ИСХОДНЫЙ ФРАГМЕНТ:
+--
Итак, чтобы вообще был возможен спор, материализм должен сначала отбросить формулу: мысль есть движение. Мысль есть не движение, а мысль. Возможно, напротив, что она стоит в каком-нибудь правильном и выразимом отношении к движению. Если опыт обнаруживает это, тогда задача будет состоять в том, чтобы установить природу этого отношения.
По исключении отношения тождества остаются мыслимыми две формы отношения между физическими и психическими явлениями: или отношение причинности, или отношение простого сосуществования во времени. Так представляли себе дело, начиная с 17 столетия, обе соперничающие теории отношения тела и души, теория взаимодействия (influxus physicus) и теория окказионализма или параллелизма. Выбор может быть только между этими двумя способами представления. Если я не ошибаюсь, материализм станет теперь на сторону первого представления: явления сознания суть действия телесных явлений, в то время как упомянутые выше физиологические критики его склоняются в пользу теории параллелизма, правда, не проводя в действительности эту мысль последовательно.
Сначала уясним себе вполне оба эти представления. Вообразим себе вместе с Лейбницем череп какого-нибудь животного или человека величиной с мельницу; в нем можно ходить и наблюдать явления в мозге так же, как можно наблюдать движение механизма и соединения колес в мельнице. Как должен был бы представиться мозговой процесс наблюдателю при каждом из этих двух способов представления?
Приверженец параллелистической теории должен, очевидно, ожидать увидеть следующее: физические явления в мозге образуют замкнутую в себе причинную связь; нигде не вступает ни одного члена, который не был бы, подобно всякому другому, физической природы. Психических явлений, представлений и мыслей не было бы видно, точно так же как при движении мельницы. Кто-нибудь идет по улице. Вдруг его окликают по имени, он оборачивается и подходит к окликнувшему. Совершенный физиолог построил бы все это явление чисто механически. Он показал бы, как физическое действие звуковых волн на слуховой орган возбудило в слуховых нервах определенный нервный процесс; как этот последний распространился на центральный орган, как он причинил здесь определенные физические явления, которые повели, наконец, к иннервации известных групп двигательных нервов, в результате которой наступило поворачивание и движение тела в том направлении, откуда поступили звуковые волны. Все эти явления замыкаются в один беспрерывный физический процесс. Рядом с этим прошел другой процесс, которого физиолог, как таковой, вовсе не видит и знать который ему вовсе не нужно, но о котором он знает, как мыслящий, истолковывающий свои восприятия человек: слуховые ощущения вызвали представления и чувства; окликнутый услышал свое имя, обернулся, чтобы узнать, кто его окликнул и зачем, увидел одного старого знакомого и направился к нему, чтобы раскланяться с ним. Эти явления протекают рядом с физическим процессом, не вмешиваясь в него; восприятие и представление не составляют членов физического причинного ряда.
+--
ВОПРОСЫ И ЗАДАНИЯ:
1. Ответьте на вопросы по фрагменту о соотношении тела и души:
(а) Какие две формы отношения между физическими и психическими явлениями остаются мыслимыми по исключении отношения тождества?
(б) С чем сравнивается величина черепа, который предлагается вообразить вместе с Лейбницем?
(в) Кого видит окликнутый человек, обернувшись?
2. Воспроизведите без изменений часть фрагмента о соотношении тела и души от слов «По исключении отношения» до слов «эту мысль последовательно.».
Приведенные ниже записи в этой работе не используются.

Блок данных:
+--
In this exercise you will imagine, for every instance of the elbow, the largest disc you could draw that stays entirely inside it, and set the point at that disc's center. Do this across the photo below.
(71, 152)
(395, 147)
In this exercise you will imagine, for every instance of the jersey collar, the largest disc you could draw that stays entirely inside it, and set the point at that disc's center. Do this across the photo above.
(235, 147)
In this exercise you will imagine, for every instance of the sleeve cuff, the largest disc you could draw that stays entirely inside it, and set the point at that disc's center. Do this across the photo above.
+--
ОТВЕТЫ ПО ЗАДАНИЯМ:
1.
(а) Отношение причинности или отношение простого сосуществования во времени.
(б) С мельницей.
(в) Одного старого знакомого.

2.
По исключении отношения тождества остаются мыслимыми две формы отношения между физическими и психическими явлениями: или отношение причинности, или отношение простого сосуществования во времени. Так представляли себе дело, начиная с 17 столетия, обе соперничающие теории отношения тела и души, теория взаимодействия (influxus physicus) и теория окказионализма или параллелизма. Выбор может быть только между этими двумя способами представления. Если я не ошибаюсь, материализм станет теперь на сторону первого представления: явления сознания суть действия телесных явлений, в то время как упомянутые выше физиологические критики его склоняются в пользу теории параллелизма, правда, не проводя в действительности эту мысль последовательно.